**TEXTO FORNECIDO:**
══════

A proposta que vai a votação diz que "somente poderão ser indicados à eleição para os cargos de presidente e vice-presidente do CPB pessoas com deficiência que tenham praticado modalidade esportiva paralímpica e participado, na qualidade de atleta, de ao menos um campeonato nacional da respectiva modalidade".

Mas ela vem acompanhada de uma alteração que transformaria essa regra em uma cláusula pétrea do CPB. Hoje, para alterar esse critério, é necessário 2/3 dos votos (14 de 21). Os atletas propõem que, a partir da alteração, qualquer modificação necessite de 4/5 dos votos (17 de 21). Como os atletas têm direito a sete votos, essa regra teria potencial para nunca mais ser derrubada.

"Hoje, a Lei Geral do Esporte exige a representação dos atletas em 1/3 da assembleia, mas a lei pode mudar, pode diminuir essa proporção, e isso pode trazer dificuldade para manter a nossa ideia no futuro. Com o 4/5, os outros stakeholders vão ter que ter um carinho maior com relação aos atletas, vão ter que convencer os atletas. É uma forma de a nossa voz ser ativa dentro do movimento", explica Leomon, reforçando que a proposta veio do grupo de atletas paralímpicos, não somente dele ou da comissão.

══════

**TRECHOS DOS REGISTROS:**
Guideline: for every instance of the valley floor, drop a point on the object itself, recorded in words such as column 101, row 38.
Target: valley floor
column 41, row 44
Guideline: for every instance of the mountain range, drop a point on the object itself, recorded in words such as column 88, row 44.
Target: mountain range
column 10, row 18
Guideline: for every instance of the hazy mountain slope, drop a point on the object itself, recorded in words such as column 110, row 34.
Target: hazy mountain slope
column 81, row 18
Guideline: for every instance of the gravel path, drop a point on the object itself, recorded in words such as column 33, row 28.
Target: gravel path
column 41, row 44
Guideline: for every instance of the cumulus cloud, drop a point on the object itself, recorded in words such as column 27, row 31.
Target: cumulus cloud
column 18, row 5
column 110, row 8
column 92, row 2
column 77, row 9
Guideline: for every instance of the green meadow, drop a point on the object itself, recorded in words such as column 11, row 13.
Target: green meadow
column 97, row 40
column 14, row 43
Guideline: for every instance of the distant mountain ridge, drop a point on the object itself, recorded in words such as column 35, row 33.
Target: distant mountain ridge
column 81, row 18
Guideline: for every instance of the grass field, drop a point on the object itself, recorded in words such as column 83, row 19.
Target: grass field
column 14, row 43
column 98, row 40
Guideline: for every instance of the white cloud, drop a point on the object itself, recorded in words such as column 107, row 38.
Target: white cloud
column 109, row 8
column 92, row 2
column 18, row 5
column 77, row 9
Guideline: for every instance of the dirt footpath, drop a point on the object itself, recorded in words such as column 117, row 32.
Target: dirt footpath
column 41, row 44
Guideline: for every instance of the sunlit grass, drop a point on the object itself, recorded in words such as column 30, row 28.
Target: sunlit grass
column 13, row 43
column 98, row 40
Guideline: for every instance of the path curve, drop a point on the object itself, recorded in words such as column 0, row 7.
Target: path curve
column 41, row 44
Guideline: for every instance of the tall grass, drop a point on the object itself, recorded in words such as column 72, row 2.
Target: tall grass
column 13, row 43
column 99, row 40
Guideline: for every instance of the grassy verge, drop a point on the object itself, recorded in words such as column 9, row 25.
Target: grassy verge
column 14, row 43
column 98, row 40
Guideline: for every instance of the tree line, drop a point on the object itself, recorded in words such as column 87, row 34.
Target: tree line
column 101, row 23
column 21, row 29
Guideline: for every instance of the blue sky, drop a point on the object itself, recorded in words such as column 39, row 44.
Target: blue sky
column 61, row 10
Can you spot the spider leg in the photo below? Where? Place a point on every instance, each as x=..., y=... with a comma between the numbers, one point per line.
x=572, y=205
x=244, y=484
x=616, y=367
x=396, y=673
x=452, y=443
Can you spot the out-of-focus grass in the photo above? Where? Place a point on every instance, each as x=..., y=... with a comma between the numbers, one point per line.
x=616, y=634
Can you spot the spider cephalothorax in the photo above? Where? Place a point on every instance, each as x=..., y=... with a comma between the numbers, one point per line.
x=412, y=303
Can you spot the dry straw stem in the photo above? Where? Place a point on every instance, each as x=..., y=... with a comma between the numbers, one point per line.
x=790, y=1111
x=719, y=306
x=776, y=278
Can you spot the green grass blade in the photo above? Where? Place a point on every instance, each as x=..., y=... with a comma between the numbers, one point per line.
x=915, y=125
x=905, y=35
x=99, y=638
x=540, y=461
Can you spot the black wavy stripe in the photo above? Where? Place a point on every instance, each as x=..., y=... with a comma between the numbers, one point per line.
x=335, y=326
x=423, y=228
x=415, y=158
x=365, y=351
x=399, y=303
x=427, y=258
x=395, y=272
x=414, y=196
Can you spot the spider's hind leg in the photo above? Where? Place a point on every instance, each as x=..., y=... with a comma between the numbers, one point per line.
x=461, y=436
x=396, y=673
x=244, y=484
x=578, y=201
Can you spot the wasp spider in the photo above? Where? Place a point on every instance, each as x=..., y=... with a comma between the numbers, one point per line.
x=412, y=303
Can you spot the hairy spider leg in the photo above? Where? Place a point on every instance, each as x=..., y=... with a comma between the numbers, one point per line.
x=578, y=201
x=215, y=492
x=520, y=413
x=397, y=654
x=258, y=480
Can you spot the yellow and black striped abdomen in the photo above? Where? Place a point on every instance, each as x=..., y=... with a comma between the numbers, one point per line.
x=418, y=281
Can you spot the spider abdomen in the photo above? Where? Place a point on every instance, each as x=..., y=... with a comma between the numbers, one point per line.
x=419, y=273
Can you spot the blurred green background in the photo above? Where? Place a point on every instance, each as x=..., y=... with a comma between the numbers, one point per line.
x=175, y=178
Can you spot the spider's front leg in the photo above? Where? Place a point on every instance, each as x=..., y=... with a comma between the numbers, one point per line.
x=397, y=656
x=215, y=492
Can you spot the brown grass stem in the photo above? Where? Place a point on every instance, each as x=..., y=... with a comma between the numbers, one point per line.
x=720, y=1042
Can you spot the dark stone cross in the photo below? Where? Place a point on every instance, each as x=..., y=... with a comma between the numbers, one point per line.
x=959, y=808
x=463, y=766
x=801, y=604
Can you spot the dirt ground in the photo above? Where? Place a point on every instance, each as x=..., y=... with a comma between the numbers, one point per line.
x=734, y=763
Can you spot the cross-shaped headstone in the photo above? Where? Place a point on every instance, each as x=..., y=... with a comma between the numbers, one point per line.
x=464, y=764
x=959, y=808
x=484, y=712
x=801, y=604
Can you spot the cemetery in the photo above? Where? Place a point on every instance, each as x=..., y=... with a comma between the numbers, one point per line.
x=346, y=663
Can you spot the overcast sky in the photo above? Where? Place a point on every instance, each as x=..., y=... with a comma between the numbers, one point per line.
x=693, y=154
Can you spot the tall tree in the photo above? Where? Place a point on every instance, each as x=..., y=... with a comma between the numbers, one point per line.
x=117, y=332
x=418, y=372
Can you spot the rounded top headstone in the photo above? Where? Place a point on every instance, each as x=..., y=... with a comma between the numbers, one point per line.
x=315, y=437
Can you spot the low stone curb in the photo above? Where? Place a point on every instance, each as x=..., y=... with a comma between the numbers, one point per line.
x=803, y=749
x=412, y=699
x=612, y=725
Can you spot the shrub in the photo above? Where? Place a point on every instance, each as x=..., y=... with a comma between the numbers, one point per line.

══════

**OBJETIVO 1:** No texto sobre a proposta para as eleições do CPB, quantos votos passariam a ser necessários para modificar a regra depois da alteração?
**OBJETIVO 2:** Transcreva literalmente, do texto sobre a proposta para as eleições do CPB, tudo o que vai de “Mas ela vem” até “ou da comissão.”.
**OBJETIVO 3:** Retome o texto sobre a proposta para as eleições do CPB, seguindo a partir da última frase apresentada.

**RESPOSTA ESCRITA 1:** 4/5 dos votos, ou seja, 17 de 21.

**RESPOSTA ESCRITA 2:**
Mas ela vem acompanhada de uma alteração que transformaria essa regra em uma cláusula pétrea do CPB. Hoje, para alterar esse critério, é necessário 2/3 dos votos (14 de 21). Os atletas propõem que, a partir da alteração, qualquer modificação necessite de 4/5 dos votos (17 de 21). Como os atletas têm direito a sete votos, essa regra teria potencial para nunca mais ser derrubada.

"Hoje, a Lei Geral do Esporte exige a representação dos atletas em 1/3 da assembleia, mas a lei pode mudar, pode diminuir essa proporção, e isso pode trazer dificuldade para manter a nossa ideia no futuro. Com o 4/5, os outros stakeholders vão ter que ter um carinho maior com relação aos atletas, vão ter que convencer os atletas. É uma forma de a nossa voz ser ativa dentro do movimento", explica Leomon, reforçando que a proposta veio do grupo de atletas paralímpicos, não somente dele ou da comissão.

**RESPOSTA ESCRITA 3:**
Histórico

Dos quatro presidentes que o CPB já teve, dois não tinham deficiência, nem foram atletas: o fundador João Batista e Andrew Parsons, que chegou no comitê como estagiário e foi ganhando espaço até virar presidente. Atualmente, comanda o Comitê Paralímpico Internacional (IPC) no caminho contrário: é o primeiro presidente sem deficiência no órgão máximo do paralimpismo.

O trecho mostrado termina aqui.